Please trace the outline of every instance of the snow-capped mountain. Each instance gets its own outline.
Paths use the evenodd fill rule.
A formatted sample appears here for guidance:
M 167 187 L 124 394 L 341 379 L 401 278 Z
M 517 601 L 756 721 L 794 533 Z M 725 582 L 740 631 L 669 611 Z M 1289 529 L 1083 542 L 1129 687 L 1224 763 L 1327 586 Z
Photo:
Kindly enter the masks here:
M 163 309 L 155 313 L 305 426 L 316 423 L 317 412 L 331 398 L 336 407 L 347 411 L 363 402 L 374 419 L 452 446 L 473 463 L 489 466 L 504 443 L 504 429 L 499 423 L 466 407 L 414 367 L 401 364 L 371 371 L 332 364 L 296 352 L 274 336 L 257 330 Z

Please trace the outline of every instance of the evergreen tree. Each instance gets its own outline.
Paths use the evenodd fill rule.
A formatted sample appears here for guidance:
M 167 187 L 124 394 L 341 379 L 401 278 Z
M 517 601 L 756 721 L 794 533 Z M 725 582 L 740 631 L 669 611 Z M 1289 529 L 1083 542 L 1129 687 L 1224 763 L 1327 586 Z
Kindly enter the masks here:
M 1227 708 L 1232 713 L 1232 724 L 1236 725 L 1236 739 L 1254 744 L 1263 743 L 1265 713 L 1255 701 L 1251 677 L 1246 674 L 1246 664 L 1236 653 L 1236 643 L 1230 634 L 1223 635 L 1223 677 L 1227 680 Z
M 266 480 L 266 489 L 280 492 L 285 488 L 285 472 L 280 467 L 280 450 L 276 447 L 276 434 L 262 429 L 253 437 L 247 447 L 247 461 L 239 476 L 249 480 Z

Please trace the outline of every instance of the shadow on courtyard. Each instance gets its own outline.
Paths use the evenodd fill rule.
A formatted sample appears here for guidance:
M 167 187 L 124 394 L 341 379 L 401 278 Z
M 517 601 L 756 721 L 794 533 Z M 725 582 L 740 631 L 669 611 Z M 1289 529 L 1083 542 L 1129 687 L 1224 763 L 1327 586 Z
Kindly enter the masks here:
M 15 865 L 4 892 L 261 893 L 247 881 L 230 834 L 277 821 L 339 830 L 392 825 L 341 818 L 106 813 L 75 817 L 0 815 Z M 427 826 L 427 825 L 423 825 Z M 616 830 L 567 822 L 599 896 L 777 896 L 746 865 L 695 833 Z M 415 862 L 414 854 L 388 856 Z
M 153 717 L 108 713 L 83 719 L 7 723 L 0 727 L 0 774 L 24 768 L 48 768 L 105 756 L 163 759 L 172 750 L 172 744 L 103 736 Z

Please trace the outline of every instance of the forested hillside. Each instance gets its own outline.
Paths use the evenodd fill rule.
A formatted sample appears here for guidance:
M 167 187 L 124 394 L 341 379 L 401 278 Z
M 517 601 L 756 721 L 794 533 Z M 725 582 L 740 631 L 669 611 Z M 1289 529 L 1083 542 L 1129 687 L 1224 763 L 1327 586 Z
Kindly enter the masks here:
##########
_Exercise_
Transcribe the records verbatim from their first line through the line holding "M 266 480 L", both ends included.

_Result of this exercise_
Please trace the outline of every instance of the snow-capped mountain. Each instance gets its own outline.
Paths use the evenodd fill rule.
A formatted sample appears here for guidance:
M 167 187 L 124 394 L 341 379 L 401 278 Z
M 517 601 L 756 721 L 794 533 Z M 725 582 L 740 631 L 669 611 Z M 1289 529 L 1083 542 L 1129 687 L 1224 763 L 1327 586 Z
Photo:
Kindly enter the masks here:
M 163 309 L 155 313 L 305 426 L 316 423 L 317 412 L 331 398 L 336 407 L 347 411 L 363 402 L 374 419 L 452 446 L 473 463 L 489 466 L 504 443 L 504 429 L 499 423 L 466 407 L 414 367 L 401 364 L 371 371 L 332 364 L 296 352 L 274 336 L 257 330 Z

Please trace the outline of every instance of the evergreen tree. Each instance gets its own outline.
Paths use the evenodd fill rule.
A formatted sample appears here for guidance:
M 167 187 L 124 394 L 341 379 L 401 278 Z
M 517 601 L 756 721 L 794 533 Z M 725 582 L 740 631 L 669 611 Z M 1289 529 L 1083 542 L 1129 687 L 1224 763 L 1327 586 Z
Kindly enter the masks here:
M 1227 708 L 1232 713 L 1232 724 L 1236 725 L 1236 739 L 1254 744 L 1263 743 L 1265 713 L 1255 701 L 1251 677 L 1246 674 L 1246 664 L 1236 653 L 1236 643 L 1230 634 L 1223 635 L 1223 677 L 1227 680 Z
M 266 480 L 266 489 L 280 492 L 285 488 L 285 472 L 280 467 L 280 450 L 276 447 L 276 434 L 262 429 L 253 437 L 247 447 L 247 461 L 239 476 L 249 480 Z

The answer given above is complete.